# [Records]
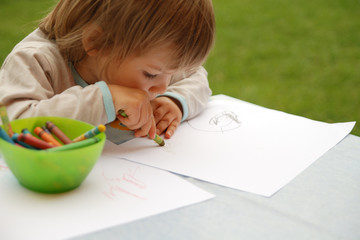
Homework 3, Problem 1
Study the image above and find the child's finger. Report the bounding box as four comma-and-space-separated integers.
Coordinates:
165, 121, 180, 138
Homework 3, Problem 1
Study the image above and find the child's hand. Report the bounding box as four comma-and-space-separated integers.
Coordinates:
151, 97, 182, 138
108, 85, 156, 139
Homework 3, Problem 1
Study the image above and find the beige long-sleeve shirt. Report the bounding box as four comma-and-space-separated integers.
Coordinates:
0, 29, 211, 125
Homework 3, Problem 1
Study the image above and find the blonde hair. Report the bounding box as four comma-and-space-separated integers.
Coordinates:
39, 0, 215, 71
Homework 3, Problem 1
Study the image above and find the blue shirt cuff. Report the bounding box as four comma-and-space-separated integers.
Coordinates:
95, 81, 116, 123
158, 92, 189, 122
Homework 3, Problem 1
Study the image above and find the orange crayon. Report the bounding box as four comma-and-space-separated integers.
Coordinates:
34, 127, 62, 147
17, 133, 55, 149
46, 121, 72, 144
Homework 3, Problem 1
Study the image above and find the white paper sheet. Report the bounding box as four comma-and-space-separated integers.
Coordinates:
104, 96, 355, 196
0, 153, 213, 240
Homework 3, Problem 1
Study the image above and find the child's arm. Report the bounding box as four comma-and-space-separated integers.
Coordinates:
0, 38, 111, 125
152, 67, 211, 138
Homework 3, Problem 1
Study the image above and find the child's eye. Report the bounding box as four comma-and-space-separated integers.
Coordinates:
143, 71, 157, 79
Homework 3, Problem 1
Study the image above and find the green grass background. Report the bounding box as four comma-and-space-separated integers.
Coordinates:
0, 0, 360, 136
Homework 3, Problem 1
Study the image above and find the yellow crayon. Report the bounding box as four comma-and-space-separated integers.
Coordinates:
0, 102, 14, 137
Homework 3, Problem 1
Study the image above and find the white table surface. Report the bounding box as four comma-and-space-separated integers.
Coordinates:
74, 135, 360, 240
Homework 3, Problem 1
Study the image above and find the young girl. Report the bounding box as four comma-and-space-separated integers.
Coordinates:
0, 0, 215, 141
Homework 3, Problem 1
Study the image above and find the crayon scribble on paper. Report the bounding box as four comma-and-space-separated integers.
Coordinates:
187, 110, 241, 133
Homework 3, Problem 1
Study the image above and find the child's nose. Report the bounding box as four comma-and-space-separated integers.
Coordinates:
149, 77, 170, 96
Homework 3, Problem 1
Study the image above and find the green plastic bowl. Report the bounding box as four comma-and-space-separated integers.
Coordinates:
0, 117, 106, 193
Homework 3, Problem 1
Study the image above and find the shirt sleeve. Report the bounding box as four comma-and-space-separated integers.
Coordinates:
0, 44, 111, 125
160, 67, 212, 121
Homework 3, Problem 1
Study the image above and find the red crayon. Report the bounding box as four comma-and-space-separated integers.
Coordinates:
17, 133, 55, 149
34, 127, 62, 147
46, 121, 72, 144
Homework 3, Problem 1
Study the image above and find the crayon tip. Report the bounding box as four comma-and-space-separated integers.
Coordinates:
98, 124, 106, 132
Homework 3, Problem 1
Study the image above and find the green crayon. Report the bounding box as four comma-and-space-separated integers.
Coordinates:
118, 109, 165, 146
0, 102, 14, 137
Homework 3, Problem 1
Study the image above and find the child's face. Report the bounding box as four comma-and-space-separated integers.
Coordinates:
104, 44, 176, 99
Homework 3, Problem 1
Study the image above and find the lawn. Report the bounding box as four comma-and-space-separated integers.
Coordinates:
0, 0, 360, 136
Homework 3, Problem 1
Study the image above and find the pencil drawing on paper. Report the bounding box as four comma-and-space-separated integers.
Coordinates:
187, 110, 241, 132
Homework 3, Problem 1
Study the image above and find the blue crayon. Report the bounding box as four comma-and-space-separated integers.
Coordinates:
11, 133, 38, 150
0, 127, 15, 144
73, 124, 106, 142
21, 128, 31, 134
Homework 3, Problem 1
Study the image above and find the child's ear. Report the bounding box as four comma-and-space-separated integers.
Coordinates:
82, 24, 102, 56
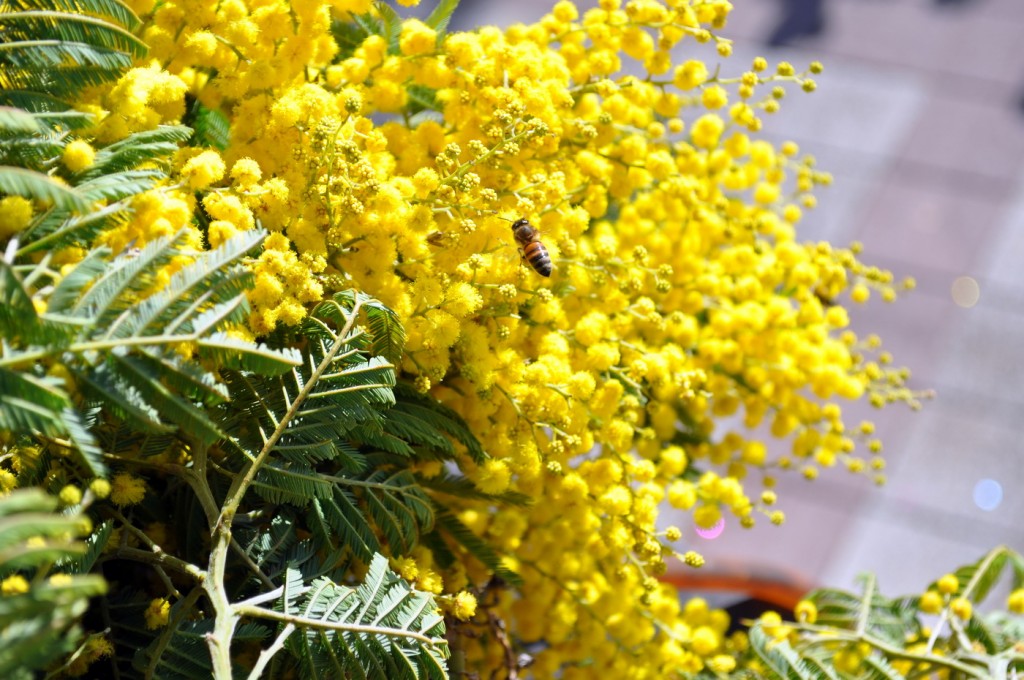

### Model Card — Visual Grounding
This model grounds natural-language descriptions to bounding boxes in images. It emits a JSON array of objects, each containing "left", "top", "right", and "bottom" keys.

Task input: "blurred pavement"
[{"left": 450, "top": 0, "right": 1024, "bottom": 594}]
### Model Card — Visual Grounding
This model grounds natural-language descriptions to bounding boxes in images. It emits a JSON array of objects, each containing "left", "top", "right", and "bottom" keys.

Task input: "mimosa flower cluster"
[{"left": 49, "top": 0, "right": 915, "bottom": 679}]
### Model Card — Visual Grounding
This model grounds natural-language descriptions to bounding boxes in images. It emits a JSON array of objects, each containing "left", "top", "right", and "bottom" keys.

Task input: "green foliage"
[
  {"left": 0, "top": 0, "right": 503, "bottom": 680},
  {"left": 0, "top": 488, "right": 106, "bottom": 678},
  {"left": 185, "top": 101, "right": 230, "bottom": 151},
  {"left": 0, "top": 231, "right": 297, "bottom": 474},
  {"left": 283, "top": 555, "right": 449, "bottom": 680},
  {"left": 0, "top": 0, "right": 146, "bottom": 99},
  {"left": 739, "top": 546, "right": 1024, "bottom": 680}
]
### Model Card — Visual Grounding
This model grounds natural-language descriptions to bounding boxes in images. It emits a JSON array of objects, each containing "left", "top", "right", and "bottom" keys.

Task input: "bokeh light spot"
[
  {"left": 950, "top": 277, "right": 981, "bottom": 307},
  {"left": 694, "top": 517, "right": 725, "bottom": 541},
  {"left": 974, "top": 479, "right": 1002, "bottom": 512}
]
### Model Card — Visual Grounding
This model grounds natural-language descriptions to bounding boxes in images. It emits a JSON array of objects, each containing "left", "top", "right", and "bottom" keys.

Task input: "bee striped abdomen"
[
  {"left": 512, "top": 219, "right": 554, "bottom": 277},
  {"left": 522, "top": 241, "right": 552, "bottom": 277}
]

# [Your task]
Filter the rows above and copy every line that contains the string "white".

# [Answer to the task]
Study the image above and find the white paper sheet. Report the bounding box as four comma-and-space-separated integers.
Study the image above and find the white table surface. Report the bounding box as four comma-and-space-separated integers.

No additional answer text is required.